- _REQUIREMENT 1_: Show every line in the entries that contains the string "house". Case counts.

== PAGE EXCERPT ==

THE BRAINTREE MISSION, by Nicholas E. Wyckoff (184 pp.; Macmillan; $3.50), raises a question rather than hell. The novel's question: What would have happened if the British had attempted to woo the rebellious colonists in Massachusetts with the offer of earldoms and representation in Parliament? Edward Humbird, sixth Earl of Hemynge, is selected by Lord North to journey to Boston, still rancorous about the "massacre" of several of its citizens, and select a likely candidate for the peerage. Hemynge picks Lawyer John Adams, whose sense of justice is so strong that, despite his rebel sympathies, he has agreed to defend in court a British officer and soldiers accused of the Boston Massacre (Lawyer Adams won acquittal for the officer and six of the soldiers, but two were found guilty of manslaughter and branded on the hand).

Hemynge woos Adams with a courtly visit, invites him to a lavish dinner and musicale and makes his proposition ("You may adopt such styling as pleases you--something on the lines of 'Earl of Braintree,' perhaps"). He is coldly, if politely, refused. That is all there is to the plot. But ex-Newsman Wyckoff (Boston Herald, New Bedford Standard) has embroidered his slight theme with antiquarian relish, and the reader will get a primer course in 18th century rhetoric, music-making and intrigue. In the book, as in history. John Adams emerges as the apogee of moral courage and his wife Abigail as a compendium of pioneer virtues.

One of the best characters is onstage for only a few pages: he is gouty William Pitt, now out of power, but still impressing his arrogant will on the times. Hearing of Hemynge's failure to seduce Adams with an earldom, he announces an epitaph for Britain's colonial policy in America: "As for your honest John Adams, I regard him as lost to us. It is certain now that he will leave the ranks of the merely liberty-loving men. He will become a fighter for freedom. He will become--altogether dangerous!"

===
== DATASET EXCERPTS ==

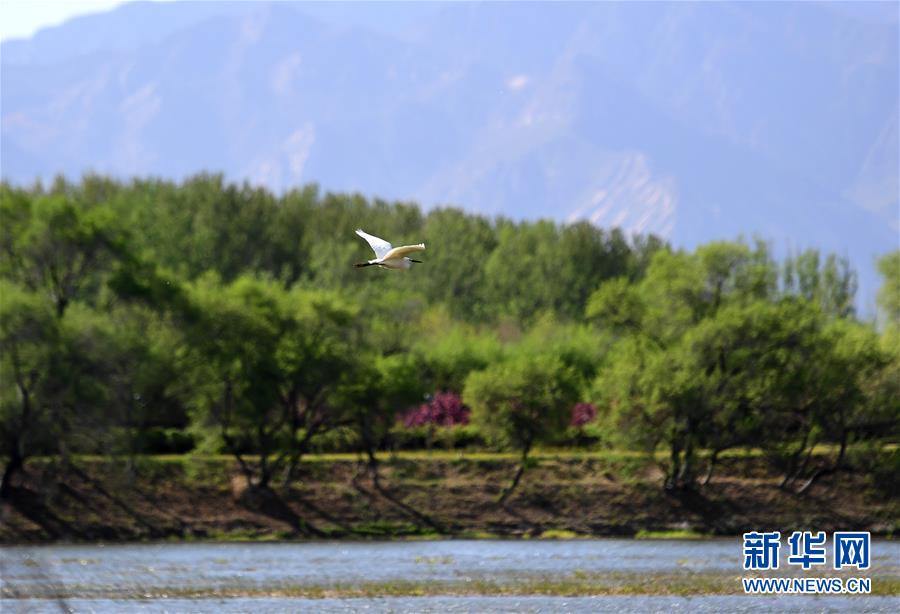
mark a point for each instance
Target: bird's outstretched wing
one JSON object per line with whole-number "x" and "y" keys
{"x": 399, "y": 252}
{"x": 379, "y": 246}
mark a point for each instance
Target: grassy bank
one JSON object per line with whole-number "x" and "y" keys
{"x": 422, "y": 495}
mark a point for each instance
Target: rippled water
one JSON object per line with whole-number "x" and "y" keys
{"x": 97, "y": 572}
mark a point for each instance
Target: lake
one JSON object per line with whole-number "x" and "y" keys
{"x": 279, "y": 577}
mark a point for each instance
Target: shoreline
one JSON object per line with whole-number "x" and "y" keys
{"x": 196, "y": 499}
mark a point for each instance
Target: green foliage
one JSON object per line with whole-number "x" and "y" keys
{"x": 889, "y": 294}
{"x": 523, "y": 401}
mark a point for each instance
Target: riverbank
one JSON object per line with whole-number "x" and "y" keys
{"x": 422, "y": 496}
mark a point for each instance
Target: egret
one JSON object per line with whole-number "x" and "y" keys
{"x": 388, "y": 256}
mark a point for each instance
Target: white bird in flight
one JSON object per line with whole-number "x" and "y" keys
{"x": 388, "y": 256}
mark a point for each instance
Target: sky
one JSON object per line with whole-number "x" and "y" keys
{"x": 22, "y": 18}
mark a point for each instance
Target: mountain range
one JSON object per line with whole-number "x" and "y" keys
{"x": 695, "y": 121}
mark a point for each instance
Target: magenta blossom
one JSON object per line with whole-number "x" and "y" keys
{"x": 583, "y": 413}
{"x": 445, "y": 409}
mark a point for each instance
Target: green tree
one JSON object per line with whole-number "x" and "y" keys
{"x": 29, "y": 342}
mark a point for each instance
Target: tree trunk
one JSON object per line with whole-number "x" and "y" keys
{"x": 712, "y": 465}
{"x": 838, "y": 463}
{"x": 509, "y": 489}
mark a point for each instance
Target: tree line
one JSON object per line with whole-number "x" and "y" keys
{"x": 151, "y": 315}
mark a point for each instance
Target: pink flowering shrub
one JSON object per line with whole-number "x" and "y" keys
{"x": 445, "y": 409}
{"x": 583, "y": 413}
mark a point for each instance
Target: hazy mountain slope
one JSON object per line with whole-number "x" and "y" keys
{"x": 692, "y": 120}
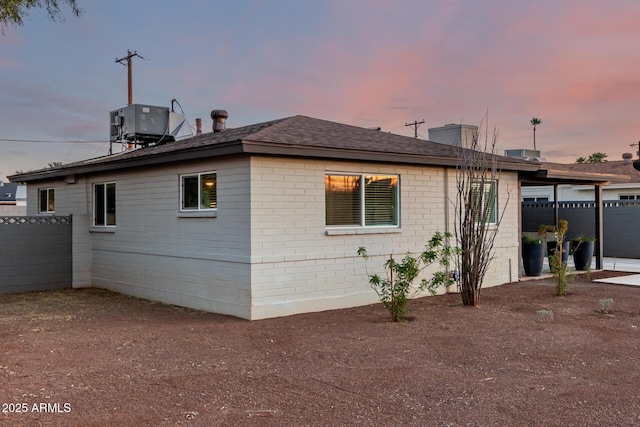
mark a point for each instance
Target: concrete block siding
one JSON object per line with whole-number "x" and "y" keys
{"x": 266, "y": 252}
{"x": 297, "y": 266}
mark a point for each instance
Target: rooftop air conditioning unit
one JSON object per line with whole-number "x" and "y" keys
{"x": 143, "y": 124}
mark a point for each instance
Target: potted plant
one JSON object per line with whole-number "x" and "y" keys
{"x": 557, "y": 242}
{"x": 558, "y": 254}
{"x": 583, "y": 247}
{"x": 532, "y": 255}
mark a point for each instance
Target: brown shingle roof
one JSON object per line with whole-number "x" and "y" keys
{"x": 292, "y": 136}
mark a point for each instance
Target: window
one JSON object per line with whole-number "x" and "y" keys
{"x": 361, "y": 200}
{"x": 104, "y": 204}
{"x": 485, "y": 193}
{"x": 199, "y": 191}
{"x": 47, "y": 200}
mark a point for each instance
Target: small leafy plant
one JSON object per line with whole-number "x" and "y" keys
{"x": 396, "y": 289}
{"x": 556, "y": 264}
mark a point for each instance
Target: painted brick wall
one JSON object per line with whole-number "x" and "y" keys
{"x": 298, "y": 266}
{"x": 155, "y": 251}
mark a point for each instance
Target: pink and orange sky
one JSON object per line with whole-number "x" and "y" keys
{"x": 573, "y": 64}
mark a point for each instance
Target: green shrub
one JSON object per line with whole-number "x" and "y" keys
{"x": 396, "y": 289}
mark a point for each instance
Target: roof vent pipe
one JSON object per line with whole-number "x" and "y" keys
{"x": 219, "y": 120}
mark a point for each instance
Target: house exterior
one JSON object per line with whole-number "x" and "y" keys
{"x": 264, "y": 220}
{"x": 13, "y": 199}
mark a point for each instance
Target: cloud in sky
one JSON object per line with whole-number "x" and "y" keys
{"x": 368, "y": 63}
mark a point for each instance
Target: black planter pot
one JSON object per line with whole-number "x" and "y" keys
{"x": 551, "y": 248}
{"x": 582, "y": 254}
{"x": 532, "y": 258}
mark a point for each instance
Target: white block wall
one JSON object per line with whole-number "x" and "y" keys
{"x": 297, "y": 266}
{"x": 268, "y": 252}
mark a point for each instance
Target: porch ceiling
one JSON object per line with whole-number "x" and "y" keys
{"x": 551, "y": 174}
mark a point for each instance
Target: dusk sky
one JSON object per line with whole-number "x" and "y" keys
{"x": 573, "y": 64}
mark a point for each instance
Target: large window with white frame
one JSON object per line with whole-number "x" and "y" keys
{"x": 361, "y": 200}
{"x": 485, "y": 193}
{"x": 104, "y": 204}
{"x": 46, "y": 200}
{"x": 199, "y": 192}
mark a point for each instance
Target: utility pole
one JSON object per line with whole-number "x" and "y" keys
{"x": 415, "y": 125}
{"x": 129, "y": 74}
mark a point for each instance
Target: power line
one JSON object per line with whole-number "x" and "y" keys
{"x": 415, "y": 125}
{"x": 37, "y": 141}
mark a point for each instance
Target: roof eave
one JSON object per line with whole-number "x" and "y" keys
{"x": 286, "y": 150}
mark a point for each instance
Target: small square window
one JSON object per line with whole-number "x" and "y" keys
{"x": 199, "y": 192}
{"x": 46, "y": 203}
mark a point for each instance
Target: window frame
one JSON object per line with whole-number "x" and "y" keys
{"x": 492, "y": 218}
{"x": 364, "y": 206}
{"x": 50, "y": 199}
{"x": 107, "y": 210}
{"x": 198, "y": 197}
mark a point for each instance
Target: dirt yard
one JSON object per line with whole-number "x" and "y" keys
{"x": 95, "y": 358}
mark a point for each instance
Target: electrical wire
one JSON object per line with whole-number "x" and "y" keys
{"x": 38, "y": 141}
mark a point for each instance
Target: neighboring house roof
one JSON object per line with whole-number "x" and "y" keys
{"x": 620, "y": 171}
{"x": 8, "y": 192}
{"x": 296, "y": 136}
{"x": 558, "y": 173}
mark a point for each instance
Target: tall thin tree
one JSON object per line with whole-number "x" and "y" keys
{"x": 535, "y": 122}
{"x": 477, "y": 218}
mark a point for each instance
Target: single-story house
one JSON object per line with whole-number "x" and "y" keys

===

- _REQUIREMENT 2_:
Answer these from the book review:
(a) Who chooses Hemynge to travel to Boston?
(b) What title does Hemynge suggest Adams might take?
(c) Which character is onstage for only a few pages?

- _TASK RESPONSE 1_:
Target: house exterior
Target: neighboring house roof
Target: single-story house

- _TASK RESPONSE 2_:
(a) Lord North
(b) Earl of Braintree
(c) William Pitt